▶ [Task objective]:
Copy everything in the FPGA-languages text from "SystemC (http://www.systemc.org/), which" down to "enables constant propagation.", and swap in "SA-C translator" wherever "SA-C compiler" appears.

▶ [Reading text]:
- - - -

SA-C is not the first or only high-level FPGA project. Others include:

Handel-C (http://www.iis.ee.ic.ac.uk/~frank/surp99/article1/amag97/), which extends C to express bitwidths, timing, and parallelism, and limits the language to exclude C features that do not lend themselves to hardware translation.
Streams-C (http://rcc.lanl.gov/Tools/Streams-C/), which focuses on extensions to C that facilitate expressing communication between parallel processes.
SystemC (http://www.systemc.org/), which provides C++ class libraries to add the functionality required for RCS programming to an existing language.

The SA-C compiler performs both conventional and FPGA-specific optimizations. The functional semantics of SA-C make analysis and optimizations easy due to the lack of side effects. One optimization is the full unrolling of loops, which is important when generating code for FPGAs because it spreads loop iterations in the FPGA area rather than in time. The SA-C compiler fully unrolls loops when the number of iterations of a loop can be determined at compile time. Array value propagation searches for array references with constant indices, then replaces such references with the values of the array elements. When the value is a compile-time constant, this enables constant propagation.

Another optimization is common subexpression elimination (CSE), a well-known compiler optimization that eliminates redundancies by looking for multiple subexpressions that compute the same value. The SA-C compiler performs standard CSE, but also performs temporal CSE, looking for values computed in one loop iteration that are also needed in later iterations. In such cases, the redundant computation can be eliminated by holding result values in a register chain.

- - - -

▶ [Raw data]:
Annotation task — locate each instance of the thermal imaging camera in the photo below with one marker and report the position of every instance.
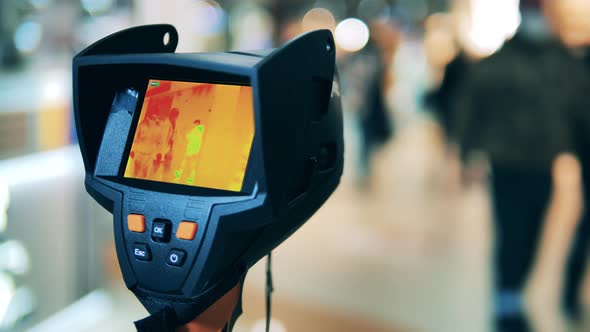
(207, 161)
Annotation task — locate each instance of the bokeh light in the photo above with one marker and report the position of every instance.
(95, 7)
(490, 24)
(27, 36)
(352, 34)
(210, 18)
(318, 18)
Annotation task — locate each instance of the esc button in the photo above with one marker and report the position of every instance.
(142, 252)
(176, 257)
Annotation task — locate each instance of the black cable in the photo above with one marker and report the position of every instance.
(269, 290)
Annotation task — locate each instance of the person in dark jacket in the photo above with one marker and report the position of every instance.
(522, 107)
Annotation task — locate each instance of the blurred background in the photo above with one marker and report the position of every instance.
(462, 206)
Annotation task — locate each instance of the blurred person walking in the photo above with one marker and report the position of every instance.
(522, 107)
(364, 77)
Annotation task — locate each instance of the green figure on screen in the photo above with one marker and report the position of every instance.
(194, 140)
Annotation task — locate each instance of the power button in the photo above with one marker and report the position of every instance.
(176, 257)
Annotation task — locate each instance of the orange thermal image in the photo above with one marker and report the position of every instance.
(195, 134)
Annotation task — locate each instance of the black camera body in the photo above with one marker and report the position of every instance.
(181, 247)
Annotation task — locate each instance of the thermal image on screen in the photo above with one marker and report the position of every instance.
(196, 134)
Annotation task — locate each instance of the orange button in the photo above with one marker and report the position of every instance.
(136, 223)
(187, 230)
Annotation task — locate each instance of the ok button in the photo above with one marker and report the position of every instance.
(176, 257)
(161, 230)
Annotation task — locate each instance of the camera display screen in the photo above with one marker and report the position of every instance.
(195, 134)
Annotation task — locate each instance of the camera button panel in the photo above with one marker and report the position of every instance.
(161, 229)
(142, 252)
(176, 257)
(187, 230)
(136, 223)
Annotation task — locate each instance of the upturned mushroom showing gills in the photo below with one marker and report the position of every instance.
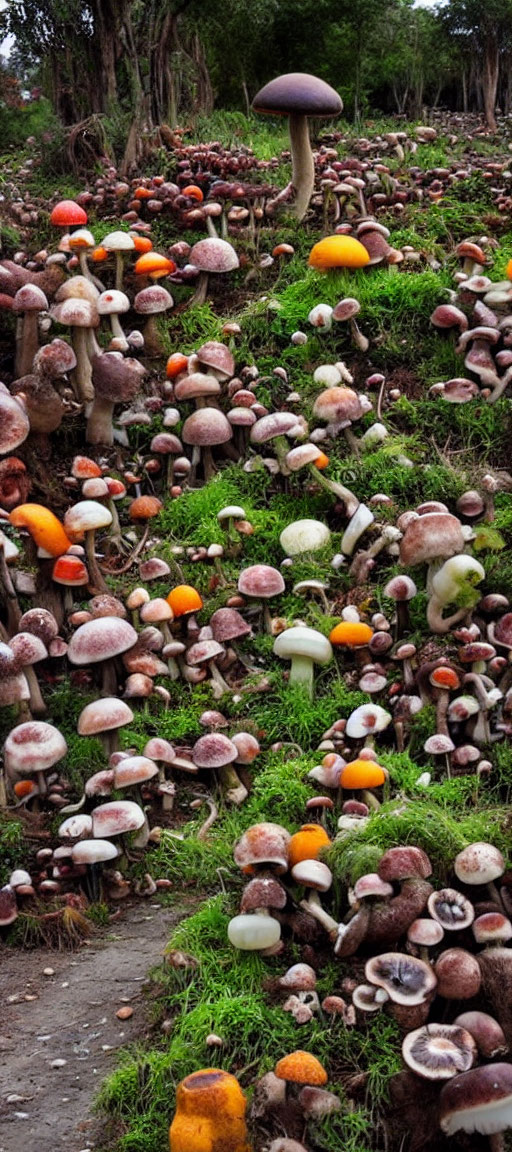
(210, 1114)
(305, 648)
(299, 96)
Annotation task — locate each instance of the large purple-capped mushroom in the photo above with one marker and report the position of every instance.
(299, 96)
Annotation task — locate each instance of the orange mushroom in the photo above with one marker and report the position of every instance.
(183, 599)
(141, 243)
(144, 507)
(153, 265)
(307, 843)
(301, 1067)
(194, 192)
(338, 252)
(175, 364)
(351, 634)
(210, 1114)
(361, 775)
(45, 529)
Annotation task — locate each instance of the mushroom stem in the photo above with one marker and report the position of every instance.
(82, 374)
(95, 575)
(302, 163)
(302, 673)
(339, 490)
(28, 346)
(99, 423)
(200, 294)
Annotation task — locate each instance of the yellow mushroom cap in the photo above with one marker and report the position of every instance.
(338, 252)
(362, 774)
(351, 634)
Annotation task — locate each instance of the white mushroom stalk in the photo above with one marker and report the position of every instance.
(453, 583)
(305, 648)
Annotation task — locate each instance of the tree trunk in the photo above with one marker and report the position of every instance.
(490, 75)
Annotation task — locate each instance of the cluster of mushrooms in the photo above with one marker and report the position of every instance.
(89, 349)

- - - -

▶ [Solution]:
SystemC (http://www.systemc.org/), which provides C++ class libraries to add the functionality required for RCS programming to an existing language.

The SA-C translator performs both conventional and FPGA-specific optimizations. The functional semantics of SA-C make analysis and optimizations easy due to the lack of side effects. One optimization is the full unrolling of loops, which is important when generating code for FPGAs because it spreads loop iterations in the FPGA area rather than in time. The SA-C translator fully unrolls loops when the number of iterations of a loop can be determined at compile time. Array value propagation searches for array references with constant indices, then replaces such references with the values of the array elements. When the value is a compile-time constant, this enables constant propagation.